Aufgaben und Übungen
[1] Nenne alle Bundesländer, die im Wetterbericht namentlich vorkommen, in der Reihenfolge ihres Auftretens.
[2] Suche in den Datensätzen jede Zeile heraus, die die Zeichenfolge "shoulder" enthält, und gib diese Zeilen unverändert wieder, wobei die Groß- und Kleinschreibung zu beachten ist.

Bereitgestellter Text

--*--

Abgesehen von ein paar Schauern über der Nordsee wird es in der Nordwesthälfte
im Nachtverlauf zunehmend niederschlagsfrei, allerdings bleibt es wohl bei recht
vielen Wolken. Während der Druckgradient im Norden und in der Mitte recht gering
bleibt, verschärft sich dieser ganz im Süden, so dass dort auch in den
Nachtstunden mit mäßigem und böigem Südwestwind gerechnet werden muss. Vor allem
aber geraten die höheren Berge zunehmend in ein Starkwindfeld, wobei auch dessen
genaue Lage noch recht unsicher ist, wobei konsequenterweise auch hier die
deutschen Modelle die südlichste Lage annehmen. Derzeit zeigt das MOSMIX für den
Feldberg Böen bis in den schweren Sturmbereich an, in den Alpen bis in den
Sturmbereich. Nach der deutschen Modellkette könnte es noch etwas mehr werden.

Mit Tiefstwerten zwischen 13 und 9°C verläuft die Nacht sehr mild.

Am Samstag … entwickelt sich auf dem Atlantik zunehmend ein Langwellentrog,
was zur Folge hat, dass die Höhenströmung allmählich Richtung Westsüdwest dreht.
In den Norden und die Mitte gelangt kräftig erwärmte Meeresluft subpolaren
Ursprungs (im Grunde milde Meeresluft), in den Süden südlich der Kaltfront der
Welle anfangs noch Meeresluft subtropischen Ursprungs. Dabei zieht der kaum zu
findende Wellenscheitel knapp nördlich der Main-Linie ostwärts und die
Regenfälle werden schwächer. Das liegt unter anderem daran, dass die frontalen
Strukturen nur schwach ausgeprägt sind. Die Luftmasse weiter nördlich ist nicht
sonderlich instabil, weshalb sich die Schauerneigung bei wechselnder Bewölkung
sehr in Grenzen hält. Lediglich über der Deutschen Bucht wird durch einen nach
Nordosten schwenkenden Kurzwellentrog etwas höhenkältere Luft eingesteuert, was
dort Schauer, über der freien Nordsee vereinzelt auch Gewitter zur Folge haben
dürfte. Dazu frischt der Südwestwind über der freien Nordsee auf mit steifen
Böen. Auch im höheren Bergland über der Mitte und dem Süden sind steife,
exponiert auch stürmische Böen möglich, im Hochschwarzwald und auf Alpengipfeln
vielleicht auch noch eine Sturmbö, wobei sich dort tagsüber der Wind wieder
abschwächt. Nach Abzug der Welle dürfte der Wind am Nachmittag generell
schwächer werden.

Mit der Südwestströmung wird es noch etwas milder mit Werten zwischen 16 Grad an
der Nordsee und 20 Grad örtlich im Süden oder im Lee des Harzes.

In der Nacht zum Sonntag bleibt die recht glatte Südwestströmung bestehen und
die ehemalige Kaltfront gerät erneut ins Schleifen bzw. nimmt leichten
Warmfrontcharakter an. So kommt es in einem von Rheinland-Pfalz und dem
südlichen NRW bis nach Sachsen und Brandenburg zu Regen. In den übrigen Gebieten
bleibt es überwiegend trocken. Es kühlt auf 12 bis 7°C ab. Auf den Bergen muss
weiterhin mit Sturmböen gerechnet werden.

--*--

Gegebene Daten

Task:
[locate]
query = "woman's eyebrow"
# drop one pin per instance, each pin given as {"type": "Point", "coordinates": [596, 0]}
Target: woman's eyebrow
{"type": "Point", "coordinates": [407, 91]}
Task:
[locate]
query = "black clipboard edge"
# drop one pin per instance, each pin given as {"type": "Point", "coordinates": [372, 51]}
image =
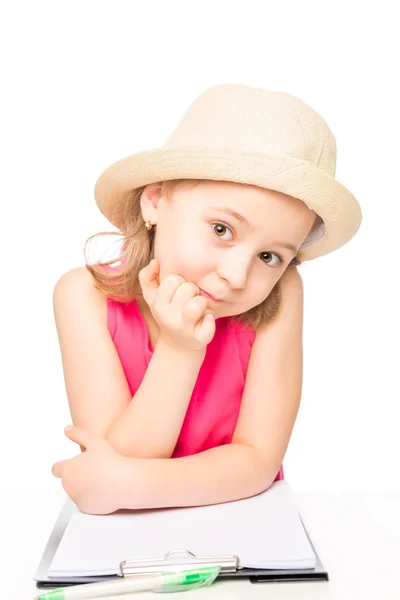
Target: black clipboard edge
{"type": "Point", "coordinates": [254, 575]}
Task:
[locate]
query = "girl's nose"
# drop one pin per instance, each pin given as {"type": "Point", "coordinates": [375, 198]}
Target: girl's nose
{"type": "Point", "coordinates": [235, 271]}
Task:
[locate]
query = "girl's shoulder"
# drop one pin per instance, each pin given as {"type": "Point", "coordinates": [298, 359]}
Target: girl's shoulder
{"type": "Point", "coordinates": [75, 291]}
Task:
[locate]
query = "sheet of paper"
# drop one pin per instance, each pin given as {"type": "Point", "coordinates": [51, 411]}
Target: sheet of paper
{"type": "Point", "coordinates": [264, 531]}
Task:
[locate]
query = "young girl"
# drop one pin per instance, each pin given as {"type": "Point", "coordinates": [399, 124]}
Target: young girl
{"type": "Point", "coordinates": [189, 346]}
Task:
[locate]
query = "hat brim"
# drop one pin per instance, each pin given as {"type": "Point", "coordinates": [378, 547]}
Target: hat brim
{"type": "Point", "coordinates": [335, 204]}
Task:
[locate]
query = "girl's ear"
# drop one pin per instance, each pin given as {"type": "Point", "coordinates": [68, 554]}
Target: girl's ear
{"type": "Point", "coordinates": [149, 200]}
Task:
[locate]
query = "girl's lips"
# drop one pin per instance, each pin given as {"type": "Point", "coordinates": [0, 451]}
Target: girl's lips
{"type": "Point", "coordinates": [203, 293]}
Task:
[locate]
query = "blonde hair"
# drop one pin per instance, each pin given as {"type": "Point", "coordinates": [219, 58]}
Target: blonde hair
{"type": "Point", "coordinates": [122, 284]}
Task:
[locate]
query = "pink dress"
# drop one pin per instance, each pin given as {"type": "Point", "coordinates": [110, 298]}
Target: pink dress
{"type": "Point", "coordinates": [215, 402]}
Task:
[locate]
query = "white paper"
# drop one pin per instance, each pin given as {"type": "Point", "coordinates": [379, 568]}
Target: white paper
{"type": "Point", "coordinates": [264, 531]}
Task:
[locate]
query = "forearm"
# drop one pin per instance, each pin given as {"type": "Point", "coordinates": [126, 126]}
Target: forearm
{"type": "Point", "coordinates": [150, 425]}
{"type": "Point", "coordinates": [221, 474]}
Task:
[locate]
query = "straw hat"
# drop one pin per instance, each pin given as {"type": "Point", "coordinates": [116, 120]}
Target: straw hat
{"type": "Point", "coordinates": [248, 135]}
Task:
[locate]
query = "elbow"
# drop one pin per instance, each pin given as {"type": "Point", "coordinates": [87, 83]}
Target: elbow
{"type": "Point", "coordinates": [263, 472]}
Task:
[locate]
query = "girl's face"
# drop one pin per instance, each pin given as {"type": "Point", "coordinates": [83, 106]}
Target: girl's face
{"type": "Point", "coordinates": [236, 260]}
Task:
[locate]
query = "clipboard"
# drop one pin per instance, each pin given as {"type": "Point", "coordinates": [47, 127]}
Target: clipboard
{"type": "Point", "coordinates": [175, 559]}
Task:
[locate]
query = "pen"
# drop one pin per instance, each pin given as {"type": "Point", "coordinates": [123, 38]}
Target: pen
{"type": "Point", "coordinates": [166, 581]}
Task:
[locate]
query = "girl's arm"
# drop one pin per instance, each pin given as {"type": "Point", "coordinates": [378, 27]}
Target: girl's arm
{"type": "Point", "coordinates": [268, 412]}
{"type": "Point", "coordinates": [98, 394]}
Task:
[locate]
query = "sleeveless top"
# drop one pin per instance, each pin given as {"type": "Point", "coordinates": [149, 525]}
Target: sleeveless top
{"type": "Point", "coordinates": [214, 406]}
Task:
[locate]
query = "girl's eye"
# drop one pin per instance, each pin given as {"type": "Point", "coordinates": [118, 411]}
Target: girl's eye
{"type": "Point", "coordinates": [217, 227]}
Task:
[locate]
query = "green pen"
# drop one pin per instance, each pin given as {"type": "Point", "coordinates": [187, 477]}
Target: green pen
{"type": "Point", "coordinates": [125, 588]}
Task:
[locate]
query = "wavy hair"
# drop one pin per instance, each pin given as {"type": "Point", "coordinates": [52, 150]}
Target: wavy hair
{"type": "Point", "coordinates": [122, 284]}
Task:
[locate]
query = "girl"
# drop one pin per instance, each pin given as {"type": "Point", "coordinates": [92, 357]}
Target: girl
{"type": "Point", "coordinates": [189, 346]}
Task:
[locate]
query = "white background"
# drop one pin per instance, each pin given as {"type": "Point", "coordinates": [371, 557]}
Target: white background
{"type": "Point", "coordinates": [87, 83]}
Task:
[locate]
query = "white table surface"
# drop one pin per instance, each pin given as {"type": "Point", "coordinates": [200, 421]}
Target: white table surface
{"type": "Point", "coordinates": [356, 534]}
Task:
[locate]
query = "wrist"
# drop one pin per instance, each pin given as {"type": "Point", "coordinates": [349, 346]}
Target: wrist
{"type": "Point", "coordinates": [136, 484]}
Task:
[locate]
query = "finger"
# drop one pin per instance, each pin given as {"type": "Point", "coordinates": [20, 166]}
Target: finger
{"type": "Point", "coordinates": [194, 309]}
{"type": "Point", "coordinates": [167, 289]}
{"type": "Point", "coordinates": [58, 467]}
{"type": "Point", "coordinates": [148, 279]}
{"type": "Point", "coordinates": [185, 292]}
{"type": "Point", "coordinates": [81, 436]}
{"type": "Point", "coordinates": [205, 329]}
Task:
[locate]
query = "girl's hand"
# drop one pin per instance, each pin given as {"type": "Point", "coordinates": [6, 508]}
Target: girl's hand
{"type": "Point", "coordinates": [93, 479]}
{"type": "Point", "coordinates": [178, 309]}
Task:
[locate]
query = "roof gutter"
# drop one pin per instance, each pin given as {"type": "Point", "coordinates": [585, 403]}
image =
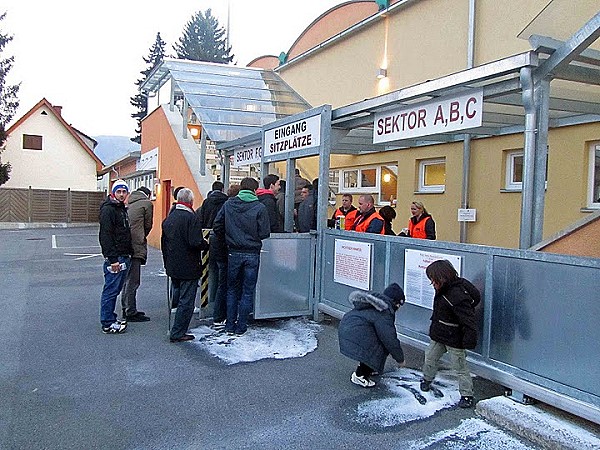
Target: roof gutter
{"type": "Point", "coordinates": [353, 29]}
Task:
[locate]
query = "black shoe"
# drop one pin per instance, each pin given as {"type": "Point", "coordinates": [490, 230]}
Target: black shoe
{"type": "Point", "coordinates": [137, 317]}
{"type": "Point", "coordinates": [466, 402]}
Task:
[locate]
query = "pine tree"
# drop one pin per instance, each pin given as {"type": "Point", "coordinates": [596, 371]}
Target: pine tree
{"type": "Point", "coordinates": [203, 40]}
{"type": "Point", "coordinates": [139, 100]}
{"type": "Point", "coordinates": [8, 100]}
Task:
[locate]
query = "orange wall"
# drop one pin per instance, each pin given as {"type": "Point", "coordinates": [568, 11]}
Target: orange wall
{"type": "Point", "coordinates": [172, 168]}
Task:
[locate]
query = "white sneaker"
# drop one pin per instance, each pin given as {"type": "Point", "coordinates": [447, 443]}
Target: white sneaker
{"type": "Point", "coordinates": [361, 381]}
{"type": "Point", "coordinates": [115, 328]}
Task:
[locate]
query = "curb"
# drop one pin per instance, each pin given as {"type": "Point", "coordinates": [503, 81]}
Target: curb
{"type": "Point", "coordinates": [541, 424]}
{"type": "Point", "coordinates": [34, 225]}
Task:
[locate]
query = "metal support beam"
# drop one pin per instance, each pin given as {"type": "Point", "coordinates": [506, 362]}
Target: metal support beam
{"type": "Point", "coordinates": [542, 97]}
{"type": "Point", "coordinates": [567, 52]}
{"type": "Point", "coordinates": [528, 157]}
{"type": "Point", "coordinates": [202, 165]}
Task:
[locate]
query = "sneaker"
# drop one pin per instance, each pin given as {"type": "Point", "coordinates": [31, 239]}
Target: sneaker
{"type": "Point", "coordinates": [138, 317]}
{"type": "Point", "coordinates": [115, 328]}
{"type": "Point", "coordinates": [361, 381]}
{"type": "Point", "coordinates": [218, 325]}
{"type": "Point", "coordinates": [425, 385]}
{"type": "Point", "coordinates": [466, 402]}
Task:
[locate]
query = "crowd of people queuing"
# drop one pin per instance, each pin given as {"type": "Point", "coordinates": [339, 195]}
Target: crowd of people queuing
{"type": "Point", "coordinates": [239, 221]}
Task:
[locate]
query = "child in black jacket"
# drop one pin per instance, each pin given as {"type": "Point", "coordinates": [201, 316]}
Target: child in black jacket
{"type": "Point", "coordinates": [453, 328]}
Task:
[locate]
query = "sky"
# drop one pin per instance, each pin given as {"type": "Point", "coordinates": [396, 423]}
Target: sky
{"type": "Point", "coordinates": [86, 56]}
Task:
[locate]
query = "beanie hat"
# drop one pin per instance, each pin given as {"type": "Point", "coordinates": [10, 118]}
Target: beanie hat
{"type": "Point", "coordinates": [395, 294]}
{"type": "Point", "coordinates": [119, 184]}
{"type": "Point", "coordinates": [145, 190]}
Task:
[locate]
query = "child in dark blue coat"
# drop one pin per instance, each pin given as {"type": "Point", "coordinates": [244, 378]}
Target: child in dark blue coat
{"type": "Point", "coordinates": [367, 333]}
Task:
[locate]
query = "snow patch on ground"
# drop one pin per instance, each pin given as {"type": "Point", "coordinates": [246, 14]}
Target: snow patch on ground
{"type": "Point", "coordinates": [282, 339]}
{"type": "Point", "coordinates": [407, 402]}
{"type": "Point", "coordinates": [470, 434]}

--*--

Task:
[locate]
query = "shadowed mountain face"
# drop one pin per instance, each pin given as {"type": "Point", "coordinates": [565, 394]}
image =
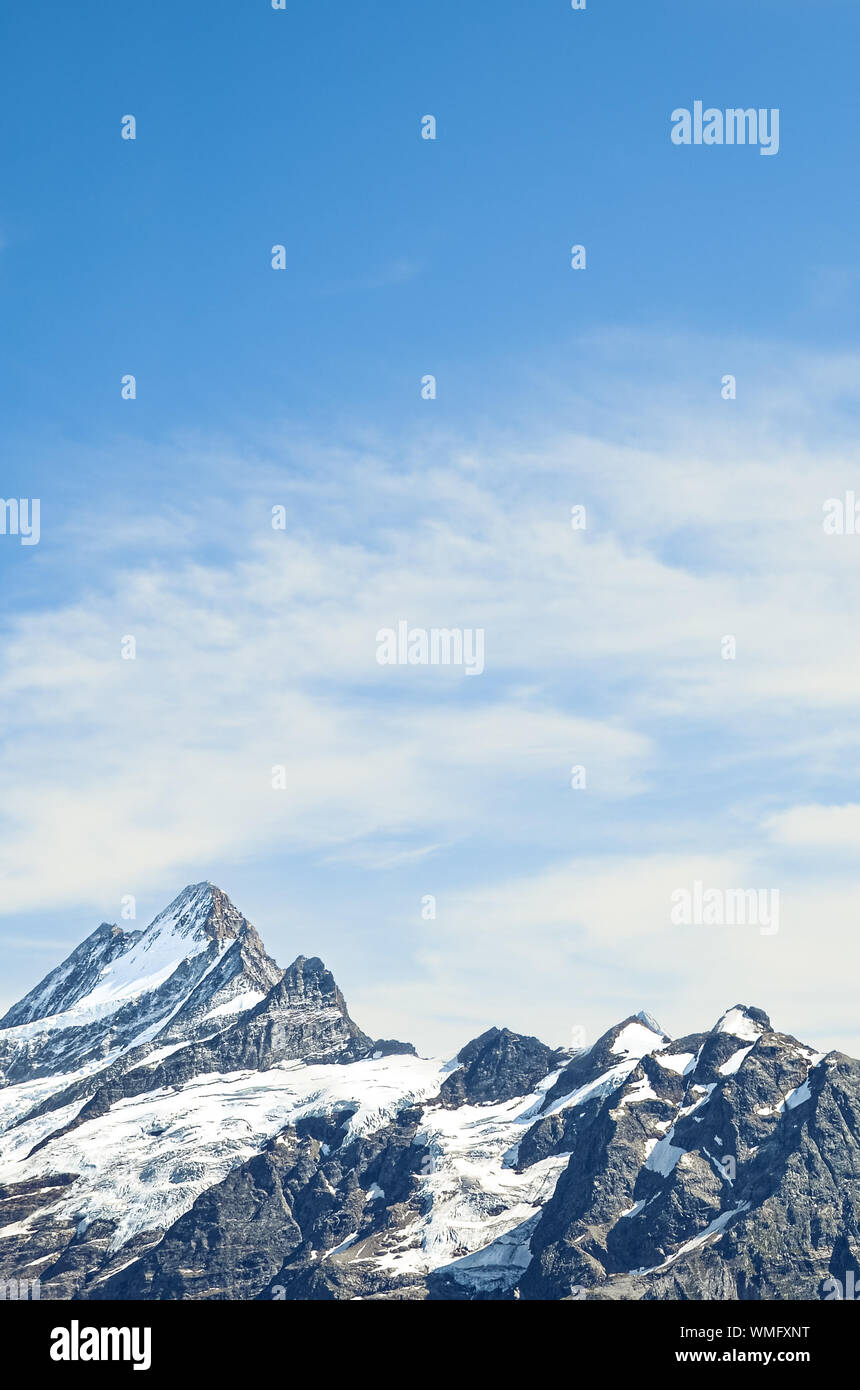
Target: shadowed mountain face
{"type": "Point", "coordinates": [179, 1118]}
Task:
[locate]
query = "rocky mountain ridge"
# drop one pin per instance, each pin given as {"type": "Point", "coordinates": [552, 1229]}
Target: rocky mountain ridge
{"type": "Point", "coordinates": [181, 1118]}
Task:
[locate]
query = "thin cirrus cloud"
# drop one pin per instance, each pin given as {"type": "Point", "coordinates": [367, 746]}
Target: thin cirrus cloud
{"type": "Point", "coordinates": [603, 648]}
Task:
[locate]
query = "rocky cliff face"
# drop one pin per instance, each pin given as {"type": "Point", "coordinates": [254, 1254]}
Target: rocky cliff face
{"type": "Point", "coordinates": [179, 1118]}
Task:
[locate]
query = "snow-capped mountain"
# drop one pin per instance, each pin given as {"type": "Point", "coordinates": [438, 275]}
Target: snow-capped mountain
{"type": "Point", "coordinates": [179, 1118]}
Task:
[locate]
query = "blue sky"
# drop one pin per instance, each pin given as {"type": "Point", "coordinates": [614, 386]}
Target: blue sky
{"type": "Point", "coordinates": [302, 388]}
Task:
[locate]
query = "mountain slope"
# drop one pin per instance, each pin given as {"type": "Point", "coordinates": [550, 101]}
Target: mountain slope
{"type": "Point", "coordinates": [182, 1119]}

--*--

Erwartete Ergebnisse
[1] Rheinland-Pfalz, NRW, Sachsen, Brandenburg

[2]
query = "girl's shoulder"
Target: girl's shoulder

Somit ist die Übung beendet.